> [Extract]:
- - -

The University of the Third Age (U3A) is an international movement whose aims are the education and stimulation of mainly retired members of the community—those in their third 'age' of life.

There is no universally accepted model for the U3A. Its original conception in France as an extramural university activity was significantly modified in the United Kingdom where it was recognized that most people of retirement age have something to contribute and the emphasis has been on sharing, without formal educational links.

Many English-speaking countries have followed this geragogic model, whereas continental European countries have mostly followed the French model.  For historical reasons, lifelong learning institute is the term used in the United States for organizations that are similar to U3A groups.

A British U3A website reports this about "The Third Age" membership eligibility: "The 'third age' is defined by a time in your life (not necessarily chronological) where you have the opportunity to undertake learning for its own sake. There is no minimum age, but a focus on people who are no longer in full-time employment or raising a family."

History

France 
U3A started in France at the Faculty of Social Sciences in Toulouse in 1973. It was started by Prof. Pierre Vellas. In France, each University of the Third Age University group is mostly associated with a local university. This academic model is used in many other countries, in particular in continental Europe. The university affiliation generates various opportunities such as highly qualified teaching personnel, a variety of subject choices, opportunity for students and faculty to conduct research based on the professional, cultural or historical experiences of the elderly, etc. U3As do not issue diplomas but rather certificates and teach in many fields according to the interests of the groups of older students (usually 55+) such as computer skills, languages, entrepreneurship, hereditary law, religion, politics, etc. Sometimes U3As provide groups with vocational training and formal continuous education opportunities.

In the 1990s the concept was broadened in France to the notion of the University of All Ages (UTA - université tous âges) or University of Free Time (UTL - université du temps libre). The UFUTA changed its name to Union Française des Universités de Tous Ages (retaining the acronym). Some French university departments have adopted the title of Université du Temps Libre.

- - -

> [Provided data]:

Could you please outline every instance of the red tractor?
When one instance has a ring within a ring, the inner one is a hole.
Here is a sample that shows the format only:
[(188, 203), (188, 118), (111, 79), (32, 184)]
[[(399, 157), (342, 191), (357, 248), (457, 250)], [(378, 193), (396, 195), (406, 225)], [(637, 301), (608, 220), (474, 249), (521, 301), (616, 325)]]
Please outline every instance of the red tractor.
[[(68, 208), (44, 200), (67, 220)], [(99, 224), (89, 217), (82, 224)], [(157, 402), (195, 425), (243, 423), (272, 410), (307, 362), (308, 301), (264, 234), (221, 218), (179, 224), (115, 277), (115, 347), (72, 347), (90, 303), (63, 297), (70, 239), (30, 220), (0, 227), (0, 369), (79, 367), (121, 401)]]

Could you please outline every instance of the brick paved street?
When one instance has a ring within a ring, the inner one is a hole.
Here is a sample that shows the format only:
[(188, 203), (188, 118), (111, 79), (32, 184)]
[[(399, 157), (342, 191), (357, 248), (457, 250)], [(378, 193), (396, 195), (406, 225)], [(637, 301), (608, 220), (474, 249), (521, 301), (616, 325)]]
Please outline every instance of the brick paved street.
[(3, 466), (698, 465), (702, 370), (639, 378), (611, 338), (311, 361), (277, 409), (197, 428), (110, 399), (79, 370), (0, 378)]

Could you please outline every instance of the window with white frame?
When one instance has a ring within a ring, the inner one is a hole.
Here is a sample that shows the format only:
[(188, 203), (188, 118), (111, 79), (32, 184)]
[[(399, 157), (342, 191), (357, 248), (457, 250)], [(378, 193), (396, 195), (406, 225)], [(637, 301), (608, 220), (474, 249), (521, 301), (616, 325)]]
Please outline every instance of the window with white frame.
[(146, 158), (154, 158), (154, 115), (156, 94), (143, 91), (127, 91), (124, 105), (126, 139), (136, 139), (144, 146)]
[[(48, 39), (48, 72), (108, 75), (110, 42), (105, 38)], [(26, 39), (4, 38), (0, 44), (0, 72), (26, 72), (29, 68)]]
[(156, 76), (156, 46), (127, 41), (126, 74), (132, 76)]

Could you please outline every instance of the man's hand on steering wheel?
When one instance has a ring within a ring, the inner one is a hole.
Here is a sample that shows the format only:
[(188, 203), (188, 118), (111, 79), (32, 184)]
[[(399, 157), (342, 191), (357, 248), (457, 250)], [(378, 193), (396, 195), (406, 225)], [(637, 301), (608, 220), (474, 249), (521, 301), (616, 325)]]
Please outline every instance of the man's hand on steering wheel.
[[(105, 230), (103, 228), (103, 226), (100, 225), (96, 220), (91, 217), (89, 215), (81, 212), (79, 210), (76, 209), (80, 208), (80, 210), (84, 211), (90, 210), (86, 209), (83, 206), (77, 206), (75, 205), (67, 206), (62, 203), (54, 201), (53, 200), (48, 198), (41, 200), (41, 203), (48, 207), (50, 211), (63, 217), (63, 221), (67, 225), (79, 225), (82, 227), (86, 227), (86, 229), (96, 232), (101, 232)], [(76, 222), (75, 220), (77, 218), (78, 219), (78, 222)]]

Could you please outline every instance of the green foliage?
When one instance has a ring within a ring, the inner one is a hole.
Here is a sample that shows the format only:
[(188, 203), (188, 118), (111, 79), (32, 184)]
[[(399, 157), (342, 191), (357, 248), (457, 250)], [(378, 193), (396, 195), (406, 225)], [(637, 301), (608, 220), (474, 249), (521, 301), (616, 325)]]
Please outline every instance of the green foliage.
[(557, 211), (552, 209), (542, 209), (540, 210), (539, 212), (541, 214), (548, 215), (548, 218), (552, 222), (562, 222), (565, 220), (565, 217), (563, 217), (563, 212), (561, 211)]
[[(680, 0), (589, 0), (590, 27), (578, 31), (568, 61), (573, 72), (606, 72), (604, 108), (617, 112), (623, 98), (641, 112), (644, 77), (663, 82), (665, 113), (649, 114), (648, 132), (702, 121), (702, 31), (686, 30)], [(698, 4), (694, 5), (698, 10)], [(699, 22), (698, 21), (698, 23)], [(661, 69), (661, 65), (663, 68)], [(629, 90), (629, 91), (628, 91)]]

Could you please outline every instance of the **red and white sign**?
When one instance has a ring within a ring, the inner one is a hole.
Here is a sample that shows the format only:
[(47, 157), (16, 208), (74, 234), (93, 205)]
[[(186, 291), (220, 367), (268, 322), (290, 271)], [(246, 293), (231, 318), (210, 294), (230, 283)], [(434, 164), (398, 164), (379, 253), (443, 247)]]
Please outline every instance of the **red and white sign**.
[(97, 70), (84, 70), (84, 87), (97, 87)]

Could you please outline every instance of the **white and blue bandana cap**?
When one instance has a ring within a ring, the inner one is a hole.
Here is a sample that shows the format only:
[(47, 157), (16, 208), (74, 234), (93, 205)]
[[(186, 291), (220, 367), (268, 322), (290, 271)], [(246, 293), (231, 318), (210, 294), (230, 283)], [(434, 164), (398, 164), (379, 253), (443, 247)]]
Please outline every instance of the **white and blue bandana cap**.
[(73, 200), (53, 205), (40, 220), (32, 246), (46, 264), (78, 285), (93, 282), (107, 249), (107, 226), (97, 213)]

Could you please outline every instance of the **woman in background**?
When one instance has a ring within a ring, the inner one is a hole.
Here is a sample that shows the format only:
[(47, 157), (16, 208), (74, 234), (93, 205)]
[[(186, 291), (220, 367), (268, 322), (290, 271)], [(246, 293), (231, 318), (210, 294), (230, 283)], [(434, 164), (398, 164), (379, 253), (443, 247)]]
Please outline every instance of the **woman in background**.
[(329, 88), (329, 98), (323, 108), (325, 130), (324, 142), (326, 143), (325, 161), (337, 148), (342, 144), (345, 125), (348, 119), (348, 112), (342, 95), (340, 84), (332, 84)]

- - -

> [What the task asks]:
Continue the text on the University of the Third Age above, starting right after its last sentence and leaving the data out.

> [Final result]:
AIUTA (Association Internationale des Universités du Troisième Âge) is the global international organization and network of Universities of the Third Age, including such institutions from most continental European countries, Central and East Europe, China, Russia, Latin America, etc., including Mauritius and other destinations. The president of AIUTA is prof. François Vellas from the University of Toulouse, son of Pierre Vellas, the founder of the first U3A.

United Kingdom 

By the early 1980s, the concept reached the United Kingdom, where its nature was radically changed to be more a self-help organization under the influence of its founders, Peter Laslett, Michael Young and Eric Midwinter.

The UK network comprises in excess of 1,000 groups, in towns and cities; as of January 2020 total membership exceeded 450,000.

Each U3A is formally structured as an independent self-financing and self-managing charity with links to the Third Age Trust, a national coordinating body. Each individual U3A comprises a number of activity groups which may cover a wide range of different topics - e.g. arts, languages, physical activity, discussion, and games. Most U3A's are centred on a particular town or region and their activity groups meet in a hired hall or small groups meet in a member's house. There is some provision for members to take part in activities over the internet. There is general agreement that not only physical but intellectual activity enrich and prolong life in the later years. Although primarily for the retired, many U3As open their membership to any people not in full-time employment, thus becoming more inclusive and widening the age range of the membership.

In 2009 the Virtual University of the Third Age (vU3A) was launched with the intention of offering the same friendship, support and learning enjoyed by off-line groups. vU3A is affiliated to the Third Age Trust in the UK. vU3A is open to anyone, in particular those who, by circumstances of isolation, health problems or other restrictions, cannot get to a U3A group.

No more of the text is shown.